Excerpts from a pointing dataset

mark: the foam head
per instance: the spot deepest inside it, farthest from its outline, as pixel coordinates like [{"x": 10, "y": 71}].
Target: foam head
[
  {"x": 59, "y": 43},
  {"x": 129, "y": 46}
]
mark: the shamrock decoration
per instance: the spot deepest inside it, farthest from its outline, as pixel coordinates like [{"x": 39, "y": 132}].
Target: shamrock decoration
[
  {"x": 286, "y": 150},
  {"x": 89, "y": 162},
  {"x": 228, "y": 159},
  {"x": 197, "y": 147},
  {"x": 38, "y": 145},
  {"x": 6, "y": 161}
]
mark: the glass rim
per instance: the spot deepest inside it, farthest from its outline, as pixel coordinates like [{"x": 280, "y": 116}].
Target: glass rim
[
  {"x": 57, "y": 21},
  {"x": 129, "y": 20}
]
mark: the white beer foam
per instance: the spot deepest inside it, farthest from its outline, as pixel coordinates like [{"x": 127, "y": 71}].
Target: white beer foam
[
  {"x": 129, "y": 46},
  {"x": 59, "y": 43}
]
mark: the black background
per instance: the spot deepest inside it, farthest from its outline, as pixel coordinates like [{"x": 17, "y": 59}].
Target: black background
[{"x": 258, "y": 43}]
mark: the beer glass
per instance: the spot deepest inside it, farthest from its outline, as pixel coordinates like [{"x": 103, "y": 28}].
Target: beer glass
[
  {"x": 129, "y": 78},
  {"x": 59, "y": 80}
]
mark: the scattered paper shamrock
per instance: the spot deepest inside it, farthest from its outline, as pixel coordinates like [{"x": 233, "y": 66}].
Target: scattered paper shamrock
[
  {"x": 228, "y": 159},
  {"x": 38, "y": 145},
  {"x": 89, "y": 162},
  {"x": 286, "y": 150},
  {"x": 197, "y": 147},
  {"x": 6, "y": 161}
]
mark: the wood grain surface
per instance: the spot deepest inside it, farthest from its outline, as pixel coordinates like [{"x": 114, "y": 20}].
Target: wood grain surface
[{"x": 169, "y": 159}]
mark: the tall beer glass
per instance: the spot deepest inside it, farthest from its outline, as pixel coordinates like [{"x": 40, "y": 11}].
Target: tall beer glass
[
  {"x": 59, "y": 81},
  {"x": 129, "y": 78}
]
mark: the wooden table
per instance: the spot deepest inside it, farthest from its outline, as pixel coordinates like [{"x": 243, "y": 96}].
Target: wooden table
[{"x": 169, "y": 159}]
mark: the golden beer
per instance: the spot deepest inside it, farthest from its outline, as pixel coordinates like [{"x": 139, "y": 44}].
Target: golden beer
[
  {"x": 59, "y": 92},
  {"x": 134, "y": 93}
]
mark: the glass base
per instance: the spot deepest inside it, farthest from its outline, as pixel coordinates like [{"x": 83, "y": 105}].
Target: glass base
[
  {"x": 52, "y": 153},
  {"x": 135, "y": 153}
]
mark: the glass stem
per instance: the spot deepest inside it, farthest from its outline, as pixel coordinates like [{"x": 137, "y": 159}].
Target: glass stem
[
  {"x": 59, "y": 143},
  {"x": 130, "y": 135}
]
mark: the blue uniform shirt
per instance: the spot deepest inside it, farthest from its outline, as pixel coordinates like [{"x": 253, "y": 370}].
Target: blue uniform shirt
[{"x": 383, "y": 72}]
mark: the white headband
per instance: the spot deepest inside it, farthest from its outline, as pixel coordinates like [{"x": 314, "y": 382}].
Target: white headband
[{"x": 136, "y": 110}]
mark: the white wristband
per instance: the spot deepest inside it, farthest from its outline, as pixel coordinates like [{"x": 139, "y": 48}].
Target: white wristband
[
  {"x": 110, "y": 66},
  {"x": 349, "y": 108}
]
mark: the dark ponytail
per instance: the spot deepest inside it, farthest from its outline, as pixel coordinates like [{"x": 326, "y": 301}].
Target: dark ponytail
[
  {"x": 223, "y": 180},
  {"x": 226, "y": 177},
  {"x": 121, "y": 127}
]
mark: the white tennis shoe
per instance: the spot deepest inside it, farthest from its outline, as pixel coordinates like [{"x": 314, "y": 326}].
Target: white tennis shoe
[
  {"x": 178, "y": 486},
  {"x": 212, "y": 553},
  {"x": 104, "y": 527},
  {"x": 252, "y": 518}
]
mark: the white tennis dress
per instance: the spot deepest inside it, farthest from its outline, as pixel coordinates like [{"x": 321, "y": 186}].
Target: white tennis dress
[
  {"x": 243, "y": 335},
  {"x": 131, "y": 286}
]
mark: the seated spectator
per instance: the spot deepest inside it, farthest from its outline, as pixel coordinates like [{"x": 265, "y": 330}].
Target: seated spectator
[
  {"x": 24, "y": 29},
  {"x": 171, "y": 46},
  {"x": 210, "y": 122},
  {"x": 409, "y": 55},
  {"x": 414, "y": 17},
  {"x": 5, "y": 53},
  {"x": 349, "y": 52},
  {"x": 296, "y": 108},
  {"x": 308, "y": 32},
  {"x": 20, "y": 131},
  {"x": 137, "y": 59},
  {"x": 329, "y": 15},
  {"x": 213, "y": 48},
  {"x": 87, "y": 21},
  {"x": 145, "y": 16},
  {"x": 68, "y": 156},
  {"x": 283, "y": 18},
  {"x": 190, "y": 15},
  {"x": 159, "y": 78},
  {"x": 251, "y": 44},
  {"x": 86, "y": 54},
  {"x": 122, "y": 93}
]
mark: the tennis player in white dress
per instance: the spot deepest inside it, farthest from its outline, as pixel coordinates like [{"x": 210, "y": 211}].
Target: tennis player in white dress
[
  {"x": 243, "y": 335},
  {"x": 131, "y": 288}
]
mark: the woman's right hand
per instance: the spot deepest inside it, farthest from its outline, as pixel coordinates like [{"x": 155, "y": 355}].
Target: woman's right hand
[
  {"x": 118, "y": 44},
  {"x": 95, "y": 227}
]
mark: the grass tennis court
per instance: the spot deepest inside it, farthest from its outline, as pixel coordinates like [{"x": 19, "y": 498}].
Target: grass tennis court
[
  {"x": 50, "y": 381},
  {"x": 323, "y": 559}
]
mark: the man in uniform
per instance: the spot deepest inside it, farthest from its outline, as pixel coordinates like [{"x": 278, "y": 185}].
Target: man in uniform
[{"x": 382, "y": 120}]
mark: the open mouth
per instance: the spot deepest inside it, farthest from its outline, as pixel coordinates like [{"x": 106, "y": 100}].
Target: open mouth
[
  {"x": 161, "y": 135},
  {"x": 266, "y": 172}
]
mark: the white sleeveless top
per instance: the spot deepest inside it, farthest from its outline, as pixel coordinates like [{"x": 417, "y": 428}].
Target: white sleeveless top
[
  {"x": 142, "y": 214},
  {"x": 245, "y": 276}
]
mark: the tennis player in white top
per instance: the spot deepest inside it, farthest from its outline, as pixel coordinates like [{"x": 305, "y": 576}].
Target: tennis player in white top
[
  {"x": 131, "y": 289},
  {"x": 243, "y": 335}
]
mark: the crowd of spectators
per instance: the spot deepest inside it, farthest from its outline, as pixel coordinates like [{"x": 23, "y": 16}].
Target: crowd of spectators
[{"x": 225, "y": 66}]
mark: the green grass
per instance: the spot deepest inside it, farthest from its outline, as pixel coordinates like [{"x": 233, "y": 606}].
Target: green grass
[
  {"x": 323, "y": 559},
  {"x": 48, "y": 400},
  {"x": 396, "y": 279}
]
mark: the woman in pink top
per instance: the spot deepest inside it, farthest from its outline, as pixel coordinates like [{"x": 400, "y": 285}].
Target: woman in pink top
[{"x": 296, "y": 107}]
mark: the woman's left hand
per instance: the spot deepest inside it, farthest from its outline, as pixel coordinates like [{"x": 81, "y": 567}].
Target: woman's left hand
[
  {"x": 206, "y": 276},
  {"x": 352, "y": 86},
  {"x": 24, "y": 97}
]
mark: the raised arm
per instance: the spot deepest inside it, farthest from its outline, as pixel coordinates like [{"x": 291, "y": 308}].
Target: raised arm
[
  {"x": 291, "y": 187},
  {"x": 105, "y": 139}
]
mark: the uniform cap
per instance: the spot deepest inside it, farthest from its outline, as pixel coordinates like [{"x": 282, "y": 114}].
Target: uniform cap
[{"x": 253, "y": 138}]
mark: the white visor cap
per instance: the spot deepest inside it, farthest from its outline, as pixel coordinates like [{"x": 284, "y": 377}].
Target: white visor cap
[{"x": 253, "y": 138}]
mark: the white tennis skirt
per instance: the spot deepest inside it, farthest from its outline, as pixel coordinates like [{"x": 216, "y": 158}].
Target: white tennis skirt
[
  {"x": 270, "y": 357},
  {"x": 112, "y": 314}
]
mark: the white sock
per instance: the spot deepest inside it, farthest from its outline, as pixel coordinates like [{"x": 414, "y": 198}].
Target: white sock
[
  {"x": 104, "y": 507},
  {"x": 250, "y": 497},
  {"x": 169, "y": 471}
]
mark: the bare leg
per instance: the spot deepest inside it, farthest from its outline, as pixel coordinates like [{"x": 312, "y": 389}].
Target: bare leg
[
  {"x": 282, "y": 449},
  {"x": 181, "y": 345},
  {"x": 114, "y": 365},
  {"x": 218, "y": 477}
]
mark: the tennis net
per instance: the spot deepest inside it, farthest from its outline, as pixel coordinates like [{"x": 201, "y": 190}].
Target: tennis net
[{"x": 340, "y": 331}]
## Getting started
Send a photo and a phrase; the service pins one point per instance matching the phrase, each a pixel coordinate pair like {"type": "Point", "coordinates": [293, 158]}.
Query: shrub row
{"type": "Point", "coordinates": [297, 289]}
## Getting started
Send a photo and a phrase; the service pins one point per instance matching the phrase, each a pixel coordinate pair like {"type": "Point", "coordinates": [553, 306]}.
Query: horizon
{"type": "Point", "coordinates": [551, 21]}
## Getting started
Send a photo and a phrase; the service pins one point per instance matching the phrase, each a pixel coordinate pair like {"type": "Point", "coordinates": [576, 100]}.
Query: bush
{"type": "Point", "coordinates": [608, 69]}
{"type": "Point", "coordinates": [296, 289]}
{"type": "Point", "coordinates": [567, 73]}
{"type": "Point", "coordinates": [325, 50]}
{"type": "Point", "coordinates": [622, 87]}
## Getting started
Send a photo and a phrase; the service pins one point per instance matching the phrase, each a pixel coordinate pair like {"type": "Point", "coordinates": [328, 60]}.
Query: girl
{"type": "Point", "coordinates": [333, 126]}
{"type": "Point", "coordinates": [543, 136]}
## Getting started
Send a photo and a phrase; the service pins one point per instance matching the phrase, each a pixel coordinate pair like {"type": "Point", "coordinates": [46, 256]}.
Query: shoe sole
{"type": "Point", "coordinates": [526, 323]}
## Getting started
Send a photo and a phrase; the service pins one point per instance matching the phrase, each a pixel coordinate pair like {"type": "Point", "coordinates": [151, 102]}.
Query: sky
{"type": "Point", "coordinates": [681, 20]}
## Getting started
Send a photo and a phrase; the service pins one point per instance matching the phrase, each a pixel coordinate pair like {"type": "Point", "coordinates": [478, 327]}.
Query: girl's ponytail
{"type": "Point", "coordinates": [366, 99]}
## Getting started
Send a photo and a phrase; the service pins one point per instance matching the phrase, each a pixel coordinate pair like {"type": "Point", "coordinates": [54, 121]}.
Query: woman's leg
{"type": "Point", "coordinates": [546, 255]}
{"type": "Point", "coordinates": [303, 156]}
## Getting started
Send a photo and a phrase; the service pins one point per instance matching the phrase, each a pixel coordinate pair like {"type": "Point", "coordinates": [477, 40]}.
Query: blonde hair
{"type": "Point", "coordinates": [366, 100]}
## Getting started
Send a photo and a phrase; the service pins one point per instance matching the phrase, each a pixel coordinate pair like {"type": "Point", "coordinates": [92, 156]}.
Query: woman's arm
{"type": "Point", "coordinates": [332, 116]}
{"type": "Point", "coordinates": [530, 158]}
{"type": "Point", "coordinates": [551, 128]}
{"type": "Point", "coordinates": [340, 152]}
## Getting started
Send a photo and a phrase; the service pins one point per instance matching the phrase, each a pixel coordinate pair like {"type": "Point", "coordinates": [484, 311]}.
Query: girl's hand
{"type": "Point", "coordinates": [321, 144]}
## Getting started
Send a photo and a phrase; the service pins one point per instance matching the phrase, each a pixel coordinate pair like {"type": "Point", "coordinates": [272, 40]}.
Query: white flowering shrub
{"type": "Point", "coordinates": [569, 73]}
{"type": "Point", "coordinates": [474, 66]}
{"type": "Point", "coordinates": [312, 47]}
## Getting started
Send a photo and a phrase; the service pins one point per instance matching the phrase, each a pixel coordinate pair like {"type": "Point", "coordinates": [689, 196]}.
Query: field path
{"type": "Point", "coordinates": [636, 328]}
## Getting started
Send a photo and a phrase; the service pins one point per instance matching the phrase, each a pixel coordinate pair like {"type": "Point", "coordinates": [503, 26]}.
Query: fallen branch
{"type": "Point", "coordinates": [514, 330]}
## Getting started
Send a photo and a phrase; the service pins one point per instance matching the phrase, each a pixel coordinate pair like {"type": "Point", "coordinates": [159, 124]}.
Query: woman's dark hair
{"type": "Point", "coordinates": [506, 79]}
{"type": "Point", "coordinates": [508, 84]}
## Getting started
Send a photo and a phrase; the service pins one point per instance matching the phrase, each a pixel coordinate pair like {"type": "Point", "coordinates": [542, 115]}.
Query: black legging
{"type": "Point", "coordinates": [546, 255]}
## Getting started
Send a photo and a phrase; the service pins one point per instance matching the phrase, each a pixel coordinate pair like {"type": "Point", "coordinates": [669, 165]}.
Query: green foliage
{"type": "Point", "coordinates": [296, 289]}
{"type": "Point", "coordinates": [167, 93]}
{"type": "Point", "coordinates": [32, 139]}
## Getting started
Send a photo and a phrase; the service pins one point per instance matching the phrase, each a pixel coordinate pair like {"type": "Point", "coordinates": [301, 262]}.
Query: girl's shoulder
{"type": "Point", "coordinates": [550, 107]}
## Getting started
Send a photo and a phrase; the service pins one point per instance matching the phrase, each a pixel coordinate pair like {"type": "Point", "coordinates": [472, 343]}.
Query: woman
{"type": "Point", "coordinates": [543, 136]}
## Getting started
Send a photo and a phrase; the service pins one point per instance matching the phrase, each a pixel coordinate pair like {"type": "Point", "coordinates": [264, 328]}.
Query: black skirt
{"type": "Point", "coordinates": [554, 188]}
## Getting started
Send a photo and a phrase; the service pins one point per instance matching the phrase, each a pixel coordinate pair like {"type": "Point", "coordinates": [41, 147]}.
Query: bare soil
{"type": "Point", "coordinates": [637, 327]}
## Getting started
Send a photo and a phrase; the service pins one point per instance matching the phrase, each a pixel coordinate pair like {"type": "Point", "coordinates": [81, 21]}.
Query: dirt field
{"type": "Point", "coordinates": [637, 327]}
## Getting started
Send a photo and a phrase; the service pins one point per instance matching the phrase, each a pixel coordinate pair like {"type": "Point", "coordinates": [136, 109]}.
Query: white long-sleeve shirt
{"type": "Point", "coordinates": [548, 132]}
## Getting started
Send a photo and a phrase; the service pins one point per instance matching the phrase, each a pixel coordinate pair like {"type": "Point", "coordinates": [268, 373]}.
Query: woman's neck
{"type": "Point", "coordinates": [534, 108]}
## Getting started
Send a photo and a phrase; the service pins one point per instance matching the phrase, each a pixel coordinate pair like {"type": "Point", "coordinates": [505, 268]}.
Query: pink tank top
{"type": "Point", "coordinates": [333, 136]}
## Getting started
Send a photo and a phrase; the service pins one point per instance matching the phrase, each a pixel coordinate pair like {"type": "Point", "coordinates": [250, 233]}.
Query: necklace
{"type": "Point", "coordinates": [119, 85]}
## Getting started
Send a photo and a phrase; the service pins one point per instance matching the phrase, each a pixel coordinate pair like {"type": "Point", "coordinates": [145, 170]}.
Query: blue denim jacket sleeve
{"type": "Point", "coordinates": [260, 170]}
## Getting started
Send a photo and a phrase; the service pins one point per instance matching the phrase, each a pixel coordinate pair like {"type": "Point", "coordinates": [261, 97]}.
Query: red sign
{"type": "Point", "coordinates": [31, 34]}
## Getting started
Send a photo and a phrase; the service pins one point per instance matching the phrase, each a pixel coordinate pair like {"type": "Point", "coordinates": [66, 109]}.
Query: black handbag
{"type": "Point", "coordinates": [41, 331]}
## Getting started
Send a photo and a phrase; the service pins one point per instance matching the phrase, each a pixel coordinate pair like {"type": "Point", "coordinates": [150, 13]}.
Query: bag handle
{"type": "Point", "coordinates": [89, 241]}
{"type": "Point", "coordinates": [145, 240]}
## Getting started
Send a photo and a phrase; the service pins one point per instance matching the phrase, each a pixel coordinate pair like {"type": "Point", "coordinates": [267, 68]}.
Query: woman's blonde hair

### OBJECTIVE
Pick out every line in the data above that contains the string "tall"; case counts.

### ANSWER
mark: the tall beer glass
Target: tall beer glass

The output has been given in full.